— Data in this exercise —
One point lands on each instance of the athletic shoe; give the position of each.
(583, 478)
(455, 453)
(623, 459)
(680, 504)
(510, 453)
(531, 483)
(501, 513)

— Task brief —
Rewrite the records above, changing "athletic shoe" to "running sneaker" and keeping everything else the same.

— Task output —
One point lands on each instance of the running sneaker; give the position of each.
(583, 478)
(455, 453)
(623, 459)
(680, 504)
(510, 453)
(531, 483)
(501, 513)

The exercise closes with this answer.